* CHALLENGE *
Format the items below as a JSON list of strings, with each line as its own string and blank lines omitted.

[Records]
--------------------------------
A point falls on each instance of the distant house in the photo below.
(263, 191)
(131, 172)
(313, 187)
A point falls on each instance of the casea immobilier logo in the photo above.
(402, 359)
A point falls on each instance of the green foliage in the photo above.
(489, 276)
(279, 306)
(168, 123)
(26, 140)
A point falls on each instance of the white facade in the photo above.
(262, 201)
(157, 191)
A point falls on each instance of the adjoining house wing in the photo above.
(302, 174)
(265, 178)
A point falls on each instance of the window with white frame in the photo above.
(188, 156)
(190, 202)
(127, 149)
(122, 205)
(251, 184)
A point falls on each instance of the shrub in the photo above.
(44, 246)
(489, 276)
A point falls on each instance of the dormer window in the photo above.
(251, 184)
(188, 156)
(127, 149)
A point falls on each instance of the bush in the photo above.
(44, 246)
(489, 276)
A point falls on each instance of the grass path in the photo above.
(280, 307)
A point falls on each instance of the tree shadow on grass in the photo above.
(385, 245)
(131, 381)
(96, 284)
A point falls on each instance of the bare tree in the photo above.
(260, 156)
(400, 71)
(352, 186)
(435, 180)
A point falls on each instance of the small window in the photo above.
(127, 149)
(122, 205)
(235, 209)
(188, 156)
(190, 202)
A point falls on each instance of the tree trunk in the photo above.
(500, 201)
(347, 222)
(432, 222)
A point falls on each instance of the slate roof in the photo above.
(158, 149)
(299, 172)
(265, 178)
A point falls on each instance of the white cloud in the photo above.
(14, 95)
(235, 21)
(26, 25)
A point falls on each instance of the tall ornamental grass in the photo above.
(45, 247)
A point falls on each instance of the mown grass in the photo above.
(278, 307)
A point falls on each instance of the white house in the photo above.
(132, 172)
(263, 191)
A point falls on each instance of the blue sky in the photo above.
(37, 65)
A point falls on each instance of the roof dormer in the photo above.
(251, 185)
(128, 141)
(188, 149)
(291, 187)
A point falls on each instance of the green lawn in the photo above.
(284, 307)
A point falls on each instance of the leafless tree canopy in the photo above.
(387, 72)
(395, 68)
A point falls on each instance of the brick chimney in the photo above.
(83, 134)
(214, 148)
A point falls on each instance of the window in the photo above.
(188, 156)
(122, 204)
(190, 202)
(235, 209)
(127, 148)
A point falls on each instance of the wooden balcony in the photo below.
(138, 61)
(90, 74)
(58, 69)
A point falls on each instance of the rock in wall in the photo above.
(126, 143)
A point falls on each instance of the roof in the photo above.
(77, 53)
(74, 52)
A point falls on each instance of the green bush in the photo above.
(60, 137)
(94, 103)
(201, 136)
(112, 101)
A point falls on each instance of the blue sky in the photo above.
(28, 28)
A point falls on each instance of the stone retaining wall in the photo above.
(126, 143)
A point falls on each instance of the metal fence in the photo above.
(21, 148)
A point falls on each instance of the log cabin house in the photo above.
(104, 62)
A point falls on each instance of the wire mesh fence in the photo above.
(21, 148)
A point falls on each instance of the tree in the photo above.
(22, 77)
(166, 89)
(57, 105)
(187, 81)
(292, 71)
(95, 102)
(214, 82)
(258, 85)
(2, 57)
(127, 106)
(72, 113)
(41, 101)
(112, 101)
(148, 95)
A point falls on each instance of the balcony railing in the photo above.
--------------------------------
* EXERCISE RESULT *
[
  "A point falls on each instance of the distant house in the photo below.",
  "(263, 191)",
  "(131, 172)",
  "(313, 187)",
  "A point falls on each instance of the casea immobilier logo in the photo above.",
  "(402, 359)",
  "A point falls on each instance of the green foliage in the photo above.",
  "(489, 276)",
  "(279, 306)",
  "(168, 123)",
  "(26, 140)",
  "A point falls on each instance of the white facade in the photo above.",
  "(262, 201)",
  "(157, 191)",
  "A point falls on each instance of the adjoining house wing in the photo above.",
  "(302, 174)",
  "(265, 178)",
  "A point falls on each instance of the window with white frame in the photo above.",
  "(188, 156)",
  "(190, 202)",
  "(127, 149)",
  "(122, 205)",
  "(251, 184)",
  "A point falls on each instance of the shrub in the photo above.",
  "(44, 246)",
  "(489, 276)",
  "A point falls on each instance of the dormer window in the photo above.",
  "(251, 184)",
  "(188, 156)",
  "(127, 149)",
  "A point falls on each instance of the bush in the photo above.",
  "(44, 246)",
  "(489, 276)",
  "A point falls on each instance of the grass path in the photo above.",
  "(280, 307)",
  "A point falls on each instance of the tree shadow on grass in the photo above.",
  "(385, 245)",
  "(131, 381)",
  "(96, 284)",
  "A point falls on each instance of the bare tree in the photo above.",
  "(260, 156)",
  "(400, 71)",
  "(352, 186)",
  "(435, 180)",
  "A point falls on each instance of the small window in the photo above.",
  "(127, 149)",
  "(122, 205)",
  "(235, 209)",
  "(188, 156)",
  "(190, 202)",
  "A point falls on each instance of the tree trunk in the photo above.",
  "(500, 201)",
  "(347, 222)",
  "(432, 222)",
  "A point falls on each instance of the slate roof in the photo above.",
  "(158, 149)",
  "(299, 172)",
  "(265, 178)",
  "A point falls on each instance of the white cloud in the photo above.",
  "(14, 95)",
  "(235, 21)",
  "(26, 25)",
  "A point falls on each instance of the tall ornamental grass in the photo above.",
  "(45, 247)",
  "A point falls on each instance of the mown grass in the photo above.",
  "(278, 307)",
  "A point falls on each instance of the white house in the photo above.",
  "(132, 172)",
  "(263, 191)",
  "A point falls on each instance of the blue sky in the photo above.",
  "(37, 65)",
  "A point falls on each instance of the roof dormer in the photo above.",
  "(251, 185)",
  "(128, 141)",
  "(188, 149)",
  "(291, 187)",
  "A point falls on each instance of the green lawn in the photo above.",
  "(284, 307)",
  "A point falls on each instance of the leafless tree canopy in the photo above.",
  "(387, 72)",
  "(395, 68)",
  "A point falls on each instance of the brick chimney in the photo above.",
  "(83, 134)",
  "(214, 148)",
  "A point falls on each instance of the window in the photo above.",
  "(188, 156)",
  "(122, 204)",
  "(190, 202)",
  "(235, 209)",
  "(127, 148)",
  "A point falls on each instance of the wooden balcony in the photo below.",
  "(138, 61)",
  "(90, 74)",
  "(58, 69)",
  "A point falls on each instance of the rock in wall in the photo above.",
  "(126, 143)",
  "A point falls on each instance of the roof in the photo above.",
  "(77, 53)",
  "(74, 52)",
  "A point falls on each instance of the green bush in the photo above.",
  "(60, 137)",
  "(94, 103)",
  "(201, 136)",
  "(112, 101)",
  "A point falls on each instance of the blue sky in the photo above.",
  "(28, 28)",
  "A point falls on each instance of the stone retaining wall in the photo above.",
  "(126, 143)",
  "A point falls on each instance of the metal fence in the photo above.",
  "(21, 148)",
  "A point falls on each instance of the log cabin house in the photo above.",
  "(104, 62)",
  "A point falls on each instance of the wire mesh fence in the photo above.",
  "(21, 148)",
  "A point falls on each instance of the tree in the photo above.",
  "(22, 77)",
  "(166, 89)",
  "(57, 105)",
  "(187, 81)",
  "(292, 71)",
  "(95, 102)",
  "(214, 82)",
  "(258, 85)",
  "(2, 57)",
  "(127, 106)",
  "(72, 113)",
  "(41, 101)",
  "(112, 101)",
  "(148, 95)",
  "A point falls on each instance of the balcony railing in the photo above."
]